→ WORK INSTRUCTION
Omit every picture, then give all the entries again exactly.

Stored data entries
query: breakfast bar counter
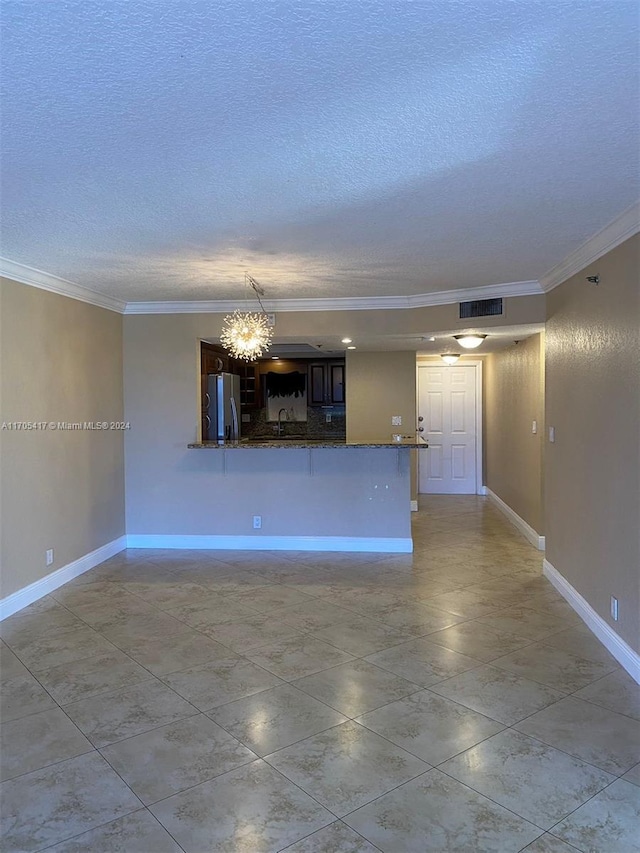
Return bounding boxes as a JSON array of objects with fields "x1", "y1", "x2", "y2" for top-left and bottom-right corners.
[
  {"x1": 187, "y1": 438, "x2": 427, "y2": 449},
  {"x1": 127, "y1": 440, "x2": 427, "y2": 554}
]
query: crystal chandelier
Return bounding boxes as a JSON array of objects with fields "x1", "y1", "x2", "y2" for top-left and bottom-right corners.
[{"x1": 220, "y1": 274, "x2": 274, "y2": 361}]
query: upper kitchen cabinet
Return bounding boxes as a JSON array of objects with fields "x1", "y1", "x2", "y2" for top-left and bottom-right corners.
[
  {"x1": 201, "y1": 341, "x2": 228, "y2": 376},
  {"x1": 236, "y1": 362, "x2": 261, "y2": 409},
  {"x1": 200, "y1": 342, "x2": 261, "y2": 410},
  {"x1": 308, "y1": 360, "x2": 345, "y2": 406}
]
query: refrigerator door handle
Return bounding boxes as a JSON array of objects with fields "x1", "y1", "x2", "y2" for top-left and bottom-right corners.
[{"x1": 230, "y1": 395, "x2": 239, "y2": 442}]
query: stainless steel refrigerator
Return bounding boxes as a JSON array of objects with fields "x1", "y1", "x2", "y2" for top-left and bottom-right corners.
[{"x1": 206, "y1": 373, "x2": 241, "y2": 443}]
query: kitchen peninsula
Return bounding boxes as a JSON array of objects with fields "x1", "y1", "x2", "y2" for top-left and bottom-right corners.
[
  {"x1": 123, "y1": 332, "x2": 422, "y2": 556},
  {"x1": 188, "y1": 438, "x2": 425, "y2": 448},
  {"x1": 147, "y1": 437, "x2": 429, "y2": 554}
]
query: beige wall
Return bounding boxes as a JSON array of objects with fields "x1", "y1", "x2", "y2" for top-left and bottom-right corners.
[
  {"x1": 167, "y1": 294, "x2": 545, "y2": 346},
  {"x1": 269, "y1": 294, "x2": 545, "y2": 342},
  {"x1": 545, "y1": 235, "x2": 639, "y2": 654},
  {"x1": 345, "y1": 350, "x2": 418, "y2": 500},
  {"x1": 123, "y1": 315, "x2": 411, "y2": 540},
  {"x1": 484, "y1": 334, "x2": 545, "y2": 533},
  {"x1": 0, "y1": 278, "x2": 125, "y2": 598},
  {"x1": 121, "y1": 304, "x2": 544, "y2": 526},
  {"x1": 345, "y1": 351, "x2": 417, "y2": 443}
]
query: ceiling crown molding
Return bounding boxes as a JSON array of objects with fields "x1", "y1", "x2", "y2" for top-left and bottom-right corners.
[
  {"x1": 123, "y1": 279, "x2": 543, "y2": 314},
  {"x1": 540, "y1": 201, "x2": 640, "y2": 292},
  {"x1": 2, "y1": 208, "x2": 636, "y2": 312},
  {"x1": 0, "y1": 257, "x2": 126, "y2": 313},
  {"x1": 0, "y1": 256, "x2": 542, "y2": 315}
]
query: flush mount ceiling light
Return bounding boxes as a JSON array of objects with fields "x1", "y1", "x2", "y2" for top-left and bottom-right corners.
[
  {"x1": 220, "y1": 274, "x2": 274, "y2": 361},
  {"x1": 453, "y1": 334, "x2": 487, "y2": 349},
  {"x1": 341, "y1": 338, "x2": 352, "y2": 344},
  {"x1": 441, "y1": 353, "x2": 460, "y2": 365}
]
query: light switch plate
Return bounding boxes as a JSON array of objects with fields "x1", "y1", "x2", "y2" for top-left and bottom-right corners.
[
  {"x1": 549, "y1": 426, "x2": 555, "y2": 443},
  {"x1": 391, "y1": 415, "x2": 402, "y2": 426}
]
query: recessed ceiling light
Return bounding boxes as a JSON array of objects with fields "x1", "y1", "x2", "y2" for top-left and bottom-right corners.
[
  {"x1": 271, "y1": 356, "x2": 279, "y2": 360},
  {"x1": 454, "y1": 334, "x2": 487, "y2": 349},
  {"x1": 341, "y1": 338, "x2": 352, "y2": 344},
  {"x1": 347, "y1": 345, "x2": 356, "y2": 350},
  {"x1": 428, "y1": 337, "x2": 436, "y2": 342}
]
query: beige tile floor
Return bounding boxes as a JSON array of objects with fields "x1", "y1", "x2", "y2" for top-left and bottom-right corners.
[{"x1": 1, "y1": 496, "x2": 639, "y2": 852}]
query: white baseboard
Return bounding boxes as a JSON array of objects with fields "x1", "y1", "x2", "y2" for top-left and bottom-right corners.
[
  {"x1": 410, "y1": 500, "x2": 418, "y2": 512},
  {"x1": 0, "y1": 536, "x2": 127, "y2": 621},
  {"x1": 0, "y1": 532, "x2": 412, "y2": 620},
  {"x1": 127, "y1": 534, "x2": 413, "y2": 553},
  {"x1": 486, "y1": 488, "x2": 545, "y2": 550},
  {"x1": 543, "y1": 558, "x2": 640, "y2": 685}
]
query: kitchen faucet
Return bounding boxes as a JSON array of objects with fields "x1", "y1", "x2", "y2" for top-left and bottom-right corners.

→ SOLUTION FOR THIS EXERCISE
query: breakfast bar counter
Return bounding boxes as a JSON array of objects with fields "x1", "y1", "x2", "y2" for top-left and bottom-right corners.
[
  {"x1": 187, "y1": 438, "x2": 427, "y2": 449},
  {"x1": 127, "y1": 440, "x2": 427, "y2": 554}
]
query: crystal chandelier
Return bounding boxes as a JSON array of objects with fields "x1", "y1", "x2", "y2" for top-left and bottom-right corners.
[{"x1": 220, "y1": 274, "x2": 274, "y2": 361}]
query: upper kitchen cabinet
Return bounding boxes as a JSON array of objects with fields "x1", "y1", "x2", "y2" for top-left and bottom-right corners.
[
  {"x1": 201, "y1": 341, "x2": 228, "y2": 376},
  {"x1": 236, "y1": 362, "x2": 261, "y2": 409},
  {"x1": 200, "y1": 342, "x2": 261, "y2": 410},
  {"x1": 308, "y1": 360, "x2": 345, "y2": 406}
]
query: refrigerator door handle
Return bounding boxes as a JSON array of objects with fields "x1", "y1", "x2", "y2" for top-left and bottom-right corners.
[{"x1": 230, "y1": 395, "x2": 239, "y2": 442}]
query: stainless steel refrigerator
Return bounding boxes as a JSON array of objects with fields "x1", "y1", "x2", "y2" for top-left and bottom-right corners.
[{"x1": 206, "y1": 373, "x2": 241, "y2": 443}]
query: kitchen peninsula
Return bounding boxes as a JSON array of objects with fields "x1", "y1", "x2", "y2" for top-left and bottom-right corners.
[
  {"x1": 123, "y1": 332, "x2": 422, "y2": 556},
  {"x1": 188, "y1": 438, "x2": 425, "y2": 448},
  {"x1": 147, "y1": 437, "x2": 429, "y2": 554}
]
query: beige wall
Return bounding boxes as a JSON array of objects with fields "x1", "y1", "x2", "y2" for top-left and bottom-right corners.
[
  {"x1": 167, "y1": 294, "x2": 545, "y2": 346},
  {"x1": 269, "y1": 294, "x2": 545, "y2": 342},
  {"x1": 545, "y1": 235, "x2": 639, "y2": 654},
  {"x1": 345, "y1": 350, "x2": 418, "y2": 500},
  {"x1": 123, "y1": 315, "x2": 411, "y2": 540},
  {"x1": 484, "y1": 334, "x2": 545, "y2": 533},
  {"x1": 0, "y1": 278, "x2": 125, "y2": 598},
  {"x1": 121, "y1": 304, "x2": 544, "y2": 526},
  {"x1": 345, "y1": 351, "x2": 417, "y2": 443}
]
query: ceiling crown molding
Return bounding boxes as a JSON array of objects with fields "x1", "y1", "x2", "y2" for top-left and bottom-right corners.
[
  {"x1": 123, "y1": 279, "x2": 543, "y2": 314},
  {"x1": 540, "y1": 201, "x2": 640, "y2": 292},
  {"x1": 2, "y1": 208, "x2": 636, "y2": 312},
  {"x1": 0, "y1": 257, "x2": 126, "y2": 313},
  {"x1": 0, "y1": 256, "x2": 542, "y2": 315}
]
query: flush mount ceiling light
Return bounding boxes as a JSON array of objects with fields "x1", "y1", "x2", "y2" for top-left and bottom-right corners.
[
  {"x1": 220, "y1": 274, "x2": 274, "y2": 361},
  {"x1": 453, "y1": 334, "x2": 487, "y2": 349},
  {"x1": 341, "y1": 338, "x2": 352, "y2": 344},
  {"x1": 441, "y1": 353, "x2": 460, "y2": 365}
]
query: light switch plate
Return bounding boxes as a JSON array of objects with fields "x1", "y1", "x2", "y2" for top-left and bottom-right corners.
[
  {"x1": 549, "y1": 426, "x2": 555, "y2": 443},
  {"x1": 391, "y1": 415, "x2": 402, "y2": 426}
]
query: recessed ceiling light
Return bounding boxes as a JSON array of objects with fields "x1", "y1", "x2", "y2" for top-left and bottom-right corners.
[
  {"x1": 271, "y1": 356, "x2": 279, "y2": 360},
  {"x1": 454, "y1": 334, "x2": 487, "y2": 349},
  {"x1": 341, "y1": 338, "x2": 352, "y2": 344},
  {"x1": 347, "y1": 345, "x2": 356, "y2": 350},
  {"x1": 428, "y1": 337, "x2": 436, "y2": 342}
]
query: beige tile floor
Return bounding boxes as a JSON array of objects with fields "x1", "y1", "x2", "y2" for top-left and bottom-right corners.
[{"x1": 1, "y1": 496, "x2": 639, "y2": 852}]
query: white baseboard
Return bounding boxes as a JSON array of objects with fields "x1", "y1", "x2", "y2" for top-left and bottom-right corners.
[
  {"x1": 410, "y1": 500, "x2": 418, "y2": 512},
  {"x1": 0, "y1": 536, "x2": 127, "y2": 621},
  {"x1": 0, "y1": 532, "x2": 412, "y2": 620},
  {"x1": 127, "y1": 534, "x2": 413, "y2": 553},
  {"x1": 486, "y1": 488, "x2": 545, "y2": 550},
  {"x1": 543, "y1": 558, "x2": 640, "y2": 685}
]
query: kitchen faucet
Return bounding boxes as a JSON array of objects with fields "x1", "y1", "x2", "y2" for top-left and bottom-right corners.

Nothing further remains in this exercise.